(Dataset rows)
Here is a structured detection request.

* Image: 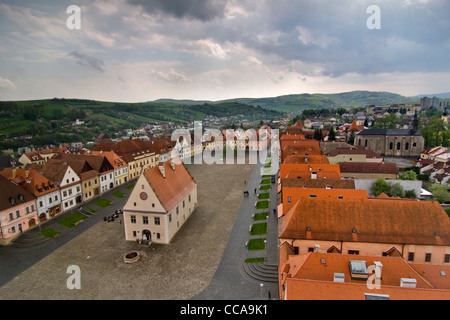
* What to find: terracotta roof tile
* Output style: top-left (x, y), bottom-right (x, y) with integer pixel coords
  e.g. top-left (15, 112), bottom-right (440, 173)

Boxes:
top-left (280, 253), bottom-right (450, 300)
top-left (279, 199), bottom-right (450, 245)
top-left (145, 158), bottom-right (196, 211)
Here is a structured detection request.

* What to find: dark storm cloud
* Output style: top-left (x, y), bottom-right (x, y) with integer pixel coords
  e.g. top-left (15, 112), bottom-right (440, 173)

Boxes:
top-left (128, 0), bottom-right (226, 21)
top-left (68, 50), bottom-right (105, 72)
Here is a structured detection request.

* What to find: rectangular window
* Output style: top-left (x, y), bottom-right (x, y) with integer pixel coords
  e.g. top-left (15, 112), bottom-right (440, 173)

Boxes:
top-left (444, 253), bottom-right (450, 263)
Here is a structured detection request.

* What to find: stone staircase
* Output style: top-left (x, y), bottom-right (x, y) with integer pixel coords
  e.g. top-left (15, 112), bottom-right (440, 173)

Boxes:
top-left (10, 230), bottom-right (52, 249)
top-left (244, 262), bottom-right (278, 283)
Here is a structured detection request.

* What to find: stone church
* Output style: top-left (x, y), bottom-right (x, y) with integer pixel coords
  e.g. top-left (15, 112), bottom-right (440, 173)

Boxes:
top-left (354, 114), bottom-right (425, 157)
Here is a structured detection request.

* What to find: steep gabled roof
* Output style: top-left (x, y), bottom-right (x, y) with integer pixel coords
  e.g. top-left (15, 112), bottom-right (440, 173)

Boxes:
top-left (145, 159), bottom-right (196, 212)
top-left (0, 175), bottom-right (36, 211)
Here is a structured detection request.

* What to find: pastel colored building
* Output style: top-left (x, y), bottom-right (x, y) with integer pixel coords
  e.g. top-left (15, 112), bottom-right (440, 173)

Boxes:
top-left (123, 158), bottom-right (197, 244)
top-left (0, 175), bottom-right (38, 245)
top-left (1, 168), bottom-right (61, 222)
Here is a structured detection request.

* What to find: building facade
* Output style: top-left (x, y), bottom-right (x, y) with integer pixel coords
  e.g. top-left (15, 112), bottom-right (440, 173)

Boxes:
top-left (123, 158), bottom-right (197, 244)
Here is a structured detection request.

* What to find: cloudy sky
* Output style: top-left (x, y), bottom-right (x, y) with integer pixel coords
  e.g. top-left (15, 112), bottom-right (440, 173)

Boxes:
top-left (0, 0), bottom-right (450, 102)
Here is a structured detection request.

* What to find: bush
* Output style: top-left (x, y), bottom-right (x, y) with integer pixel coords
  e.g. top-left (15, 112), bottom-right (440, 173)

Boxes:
top-left (405, 190), bottom-right (417, 199)
top-left (388, 182), bottom-right (404, 198)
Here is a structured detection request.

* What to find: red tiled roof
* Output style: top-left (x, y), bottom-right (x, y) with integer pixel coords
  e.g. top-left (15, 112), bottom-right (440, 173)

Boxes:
top-left (278, 198), bottom-right (450, 246)
top-left (339, 162), bottom-right (398, 174)
top-left (145, 159), bottom-right (196, 212)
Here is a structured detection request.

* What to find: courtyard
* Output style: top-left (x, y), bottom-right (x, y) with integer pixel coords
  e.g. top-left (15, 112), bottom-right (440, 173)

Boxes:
top-left (0, 164), bottom-right (253, 300)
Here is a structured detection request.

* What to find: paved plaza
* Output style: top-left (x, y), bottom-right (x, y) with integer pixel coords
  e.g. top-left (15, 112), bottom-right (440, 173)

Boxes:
top-left (0, 159), bottom-right (277, 300)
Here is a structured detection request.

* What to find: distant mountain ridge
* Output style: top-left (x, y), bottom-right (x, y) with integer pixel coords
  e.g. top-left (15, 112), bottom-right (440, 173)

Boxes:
top-left (153, 91), bottom-right (428, 112)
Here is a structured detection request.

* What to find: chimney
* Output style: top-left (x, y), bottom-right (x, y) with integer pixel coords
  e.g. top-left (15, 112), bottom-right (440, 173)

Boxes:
top-left (373, 261), bottom-right (383, 280)
top-left (400, 278), bottom-right (417, 288)
top-left (158, 166), bottom-right (166, 179)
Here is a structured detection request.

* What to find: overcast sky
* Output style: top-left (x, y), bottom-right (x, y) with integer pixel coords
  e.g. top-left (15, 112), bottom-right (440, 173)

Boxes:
top-left (0, 0), bottom-right (450, 102)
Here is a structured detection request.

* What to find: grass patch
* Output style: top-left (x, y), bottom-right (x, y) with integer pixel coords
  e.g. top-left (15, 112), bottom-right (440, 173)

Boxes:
top-left (39, 228), bottom-right (60, 238)
top-left (250, 223), bottom-right (267, 236)
top-left (113, 191), bottom-right (127, 199)
top-left (256, 201), bottom-right (269, 209)
top-left (94, 199), bottom-right (111, 208)
top-left (58, 212), bottom-right (87, 228)
top-left (258, 192), bottom-right (270, 200)
top-left (253, 212), bottom-right (269, 221)
top-left (245, 258), bottom-right (266, 263)
top-left (247, 239), bottom-right (266, 250)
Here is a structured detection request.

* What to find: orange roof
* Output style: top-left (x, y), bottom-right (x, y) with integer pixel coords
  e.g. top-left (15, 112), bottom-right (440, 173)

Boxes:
top-left (0, 168), bottom-right (59, 197)
top-left (280, 164), bottom-right (341, 178)
top-left (280, 253), bottom-right (450, 300)
top-left (145, 159), bottom-right (196, 212)
top-left (284, 154), bottom-right (330, 164)
top-left (410, 263), bottom-right (450, 290)
top-left (279, 198), bottom-right (450, 246)
top-left (282, 188), bottom-right (368, 214)
top-left (91, 151), bottom-right (127, 169)
top-left (339, 162), bottom-right (398, 174)
top-left (348, 120), bottom-right (359, 131)
top-left (283, 170), bottom-right (341, 180)
top-left (281, 178), bottom-right (355, 189)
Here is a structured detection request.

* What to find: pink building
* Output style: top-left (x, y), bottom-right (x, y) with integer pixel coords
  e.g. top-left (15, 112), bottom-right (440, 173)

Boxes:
top-left (0, 176), bottom-right (38, 245)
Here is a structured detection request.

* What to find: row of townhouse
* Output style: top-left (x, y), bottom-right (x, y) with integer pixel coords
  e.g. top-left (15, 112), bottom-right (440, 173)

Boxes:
top-left (416, 146), bottom-right (450, 185)
top-left (278, 127), bottom-right (450, 300)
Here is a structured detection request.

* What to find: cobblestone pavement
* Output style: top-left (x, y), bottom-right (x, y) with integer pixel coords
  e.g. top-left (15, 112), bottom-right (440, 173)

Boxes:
top-left (0, 161), bottom-right (259, 300)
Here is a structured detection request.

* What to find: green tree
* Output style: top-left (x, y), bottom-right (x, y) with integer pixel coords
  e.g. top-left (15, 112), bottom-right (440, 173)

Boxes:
top-left (370, 178), bottom-right (391, 197)
top-left (314, 129), bottom-right (323, 141)
top-left (388, 182), bottom-right (405, 198)
top-left (430, 183), bottom-right (450, 203)
top-left (399, 170), bottom-right (417, 180)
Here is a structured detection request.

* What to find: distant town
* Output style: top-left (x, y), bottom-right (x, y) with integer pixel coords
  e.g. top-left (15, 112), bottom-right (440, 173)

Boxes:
top-left (0, 97), bottom-right (450, 300)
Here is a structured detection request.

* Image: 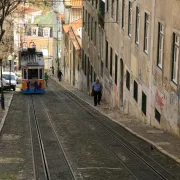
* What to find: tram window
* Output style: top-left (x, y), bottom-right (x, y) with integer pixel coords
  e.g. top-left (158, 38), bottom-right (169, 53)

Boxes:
top-left (39, 69), bottom-right (43, 79)
top-left (28, 69), bottom-right (38, 79)
top-left (23, 69), bottom-right (27, 79)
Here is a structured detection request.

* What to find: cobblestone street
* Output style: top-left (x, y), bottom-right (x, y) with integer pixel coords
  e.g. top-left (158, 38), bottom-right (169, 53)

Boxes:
top-left (0, 80), bottom-right (180, 180)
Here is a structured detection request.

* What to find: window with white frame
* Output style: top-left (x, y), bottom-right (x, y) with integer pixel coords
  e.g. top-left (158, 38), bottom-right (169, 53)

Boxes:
top-left (172, 33), bottom-right (179, 83)
top-left (128, 1), bottom-right (132, 37)
top-left (157, 23), bottom-right (164, 69)
top-left (31, 27), bottom-right (38, 36)
top-left (144, 13), bottom-right (149, 54)
top-left (135, 7), bottom-right (140, 44)
top-left (43, 28), bottom-right (50, 37)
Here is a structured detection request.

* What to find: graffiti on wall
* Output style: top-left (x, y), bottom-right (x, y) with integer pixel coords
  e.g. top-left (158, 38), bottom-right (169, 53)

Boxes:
top-left (155, 90), bottom-right (164, 109)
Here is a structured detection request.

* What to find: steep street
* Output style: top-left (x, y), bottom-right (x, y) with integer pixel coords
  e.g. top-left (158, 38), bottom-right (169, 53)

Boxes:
top-left (0, 80), bottom-right (180, 180)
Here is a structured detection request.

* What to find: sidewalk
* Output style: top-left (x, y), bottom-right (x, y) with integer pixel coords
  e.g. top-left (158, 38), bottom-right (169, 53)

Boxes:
top-left (0, 91), bottom-right (14, 132)
top-left (51, 77), bottom-right (180, 163)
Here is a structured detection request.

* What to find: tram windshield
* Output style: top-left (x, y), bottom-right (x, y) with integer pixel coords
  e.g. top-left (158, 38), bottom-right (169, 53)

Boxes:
top-left (2, 74), bottom-right (15, 80)
top-left (28, 69), bottom-right (38, 79)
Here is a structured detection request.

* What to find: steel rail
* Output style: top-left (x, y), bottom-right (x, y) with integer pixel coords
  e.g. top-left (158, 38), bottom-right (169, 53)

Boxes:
top-left (31, 95), bottom-right (51, 180)
top-left (28, 104), bottom-right (37, 180)
top-left (40, 99), bottom-right (76, 180)
top-left (48, 81), bottom-right (178, 180)
top-left (50, 84), bottom-right (139, 180)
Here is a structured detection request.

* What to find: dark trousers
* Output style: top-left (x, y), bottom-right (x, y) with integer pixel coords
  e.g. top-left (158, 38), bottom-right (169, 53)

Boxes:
top-left (94, 91), bottom-right (101, 105)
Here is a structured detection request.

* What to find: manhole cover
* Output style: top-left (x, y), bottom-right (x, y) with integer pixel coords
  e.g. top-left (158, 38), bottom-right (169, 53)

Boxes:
top-left (147, 130), bottom-right (164, 134)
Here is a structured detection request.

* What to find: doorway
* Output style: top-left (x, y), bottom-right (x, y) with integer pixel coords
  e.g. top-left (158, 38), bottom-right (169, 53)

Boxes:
top-left (119, 59), bottom-right (124, 106)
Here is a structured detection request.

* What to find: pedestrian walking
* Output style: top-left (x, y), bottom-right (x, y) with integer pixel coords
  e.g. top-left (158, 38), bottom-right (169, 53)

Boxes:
top-left (92, 78), bottom-right (102, 106)
top-left (44, 72), bottom-right (49, 87)
top-left (58, 70), bottom-right (63, 81)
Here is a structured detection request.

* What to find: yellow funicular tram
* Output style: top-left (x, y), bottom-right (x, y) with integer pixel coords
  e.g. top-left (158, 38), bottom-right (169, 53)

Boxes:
top-left (20, 42), bottom-right (45, 94)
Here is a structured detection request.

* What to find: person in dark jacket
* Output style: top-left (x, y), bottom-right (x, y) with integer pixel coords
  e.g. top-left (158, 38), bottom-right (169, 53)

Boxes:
top-left (58, 70), bottom-right (63, 81)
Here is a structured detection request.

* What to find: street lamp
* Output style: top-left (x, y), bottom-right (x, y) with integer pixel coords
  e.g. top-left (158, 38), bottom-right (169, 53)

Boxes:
top-left (8, 55), bottom-right (13, 90)
top-left (0, 57), bottom-right (5, 109)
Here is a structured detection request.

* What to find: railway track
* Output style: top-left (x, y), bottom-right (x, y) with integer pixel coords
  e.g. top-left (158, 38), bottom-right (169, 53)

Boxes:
top-left (28, 95), bottom-right (76, 180)
top-left (50, 80), bottom-right (179, 180)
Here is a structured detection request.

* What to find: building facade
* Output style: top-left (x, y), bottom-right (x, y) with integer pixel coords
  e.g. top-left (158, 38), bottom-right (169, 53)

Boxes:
top-left (60, 0), bottom-right (82, 89)
top-left (82, 0), bottom-right (180, 135)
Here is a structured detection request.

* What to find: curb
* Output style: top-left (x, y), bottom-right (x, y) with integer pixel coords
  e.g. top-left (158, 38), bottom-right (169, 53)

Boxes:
top-left (53, 78), bottom-right (180, 163)
top-left (0, 92), bottom-right (14, 132)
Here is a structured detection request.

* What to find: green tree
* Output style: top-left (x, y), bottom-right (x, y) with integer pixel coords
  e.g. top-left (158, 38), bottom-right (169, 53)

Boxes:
top-left (0, 0), bottom-right (22, 41)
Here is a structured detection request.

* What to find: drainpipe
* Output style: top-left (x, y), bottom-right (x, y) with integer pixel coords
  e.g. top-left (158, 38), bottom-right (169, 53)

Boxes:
top-left (149, 0), bottom-right (156, 125)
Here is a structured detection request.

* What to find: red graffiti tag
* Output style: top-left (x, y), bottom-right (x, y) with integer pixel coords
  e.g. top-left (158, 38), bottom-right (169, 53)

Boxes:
top-left (155, 91), bottom-right (164, 108)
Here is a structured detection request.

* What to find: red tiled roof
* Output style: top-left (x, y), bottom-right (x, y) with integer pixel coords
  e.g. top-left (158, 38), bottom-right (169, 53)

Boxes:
top-left (63, 19), bottom-right (82, 33)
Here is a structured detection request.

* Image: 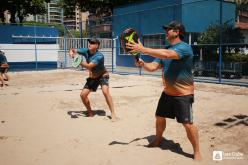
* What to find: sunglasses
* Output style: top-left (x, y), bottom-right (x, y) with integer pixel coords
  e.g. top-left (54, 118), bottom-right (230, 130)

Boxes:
top-left (165, 28), bottom-right (178, 32)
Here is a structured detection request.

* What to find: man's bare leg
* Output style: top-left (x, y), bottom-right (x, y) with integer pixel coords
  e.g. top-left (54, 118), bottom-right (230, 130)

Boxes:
top-left (183, 123), bottom-right (202, 160)
top-left (148, 116), bottom-right (166, 147)
top-left (80, 89), bottom-right (93, 117)
top-left (0, 73), bottom-right (5, 87)
top-left (102, 85), bottom-right (117, 121)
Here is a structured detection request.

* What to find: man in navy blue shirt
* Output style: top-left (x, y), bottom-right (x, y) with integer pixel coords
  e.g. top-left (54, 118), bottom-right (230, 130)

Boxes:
top-left (69, 38), bottom-right (116, 121)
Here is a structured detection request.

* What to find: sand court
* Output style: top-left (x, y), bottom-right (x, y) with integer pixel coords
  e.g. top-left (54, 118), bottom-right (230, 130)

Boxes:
top-left (0, 69), bottom-right (248, 165)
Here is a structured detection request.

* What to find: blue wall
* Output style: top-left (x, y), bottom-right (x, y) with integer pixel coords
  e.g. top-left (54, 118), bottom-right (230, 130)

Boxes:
top-left (112, 0), bottom-right (236, 66)
top-left (0, 25), bottom-right (59, 44)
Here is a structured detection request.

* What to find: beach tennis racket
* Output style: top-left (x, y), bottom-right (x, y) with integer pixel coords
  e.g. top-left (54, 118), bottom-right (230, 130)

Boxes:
top-left (120, 28), bottom-right (140, 61)
top-left (72, 55), bottom-right (83, 68)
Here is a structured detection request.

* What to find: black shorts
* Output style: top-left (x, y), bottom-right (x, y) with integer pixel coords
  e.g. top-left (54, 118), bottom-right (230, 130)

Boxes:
top-left (84, 75), bottom-right (109, 92)
top-left (156, 92), bottom-right (194, 123)
top-left (0, 67), bottom-right (8, 73)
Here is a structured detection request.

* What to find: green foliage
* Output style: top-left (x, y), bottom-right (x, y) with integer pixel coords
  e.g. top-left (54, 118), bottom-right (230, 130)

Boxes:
top-left (0, 0), bottom-right (47, 23)
top-left (60, 0), bottom-right (142, 17)
top-left (223, 53), bottom-right (248, 62)
top-left (198, 22), bottom-right (244, 44)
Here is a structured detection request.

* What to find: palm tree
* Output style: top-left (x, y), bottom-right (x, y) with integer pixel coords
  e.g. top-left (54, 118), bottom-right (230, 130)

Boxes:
top-left (235, 0), bottom-right (248, 22)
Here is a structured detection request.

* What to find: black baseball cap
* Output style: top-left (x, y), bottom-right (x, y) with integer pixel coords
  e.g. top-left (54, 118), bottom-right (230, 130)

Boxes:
top-left (162, 21), bottom-right (185, 36)
top-left (87, 37), bottom-right (100, 45)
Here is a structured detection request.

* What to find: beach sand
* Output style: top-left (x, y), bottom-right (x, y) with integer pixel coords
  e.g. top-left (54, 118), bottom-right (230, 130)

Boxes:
top-left (0, 69), bottom-right (248, 165)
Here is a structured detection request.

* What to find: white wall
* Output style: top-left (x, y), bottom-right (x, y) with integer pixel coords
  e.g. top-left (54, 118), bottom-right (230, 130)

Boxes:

[EXERCISE] Quote the data above verbatim, everything from its first line down to and including the line that contains "top-left (354, 114), bottom-right (425, 157)". Omit the pictures from your answer.

[EXERCISE ANSWER]
Here is a structured detection request.

* Image: 
* What to find: terracotta roof tile
* Output style: top-left (x, y), bottom-right (x, y) with integer pixel coords
  e.g. top-left (15, 112), bottom-right (440, 173)

Boxes:
top-left (280, 253), bottom-right (450, 300)
top-left (279, 199), bottom-right (450, 245)
top-left (145, 158), bottom-right (196, 211)
Here is a structured detection request.

* What to find: dark storm cloud
* Output style: top-left (x, y), bottom-right (x, y) with integer pixel coords
  e.g. top-left (15, 112), bottom-right (440, 173)

Boxes:
top-left (128, 0), bottom-right (226, 21)
top-left (68, 50), bottom-right (105, 72)
Here is a structured detection request.

* What to find: rectangular window
* Output style: top-left (x, y), bottom-right (x, y) with integer pixel coords
  e.g. top-left (15, 112), bottom-right (440, 173)

Boxes:
top-left (444, 253), bottom-right (450, 263)
Here is a structured detection request.

* What to find: stone staircase
* Output style: top-left (x, y), bottom-right (x, y) with integer pixel coords
  e.g. top-left (15, 112), bottom-right (440, 173)

Boxes:
top-left (10, 230), bottom-right (52, 249)
top-left (244, 262), bottom-right (278, 283)
Here is a structured detection request.

* What to find: stone church
* Output style: top-left (x, y), bottom-right (x, y) with integer pixel coords
  e.g. top-left (15, 112), bottom-right (440, 173)

Boxes:
top-left (354, 114), bottom-right (425, 157)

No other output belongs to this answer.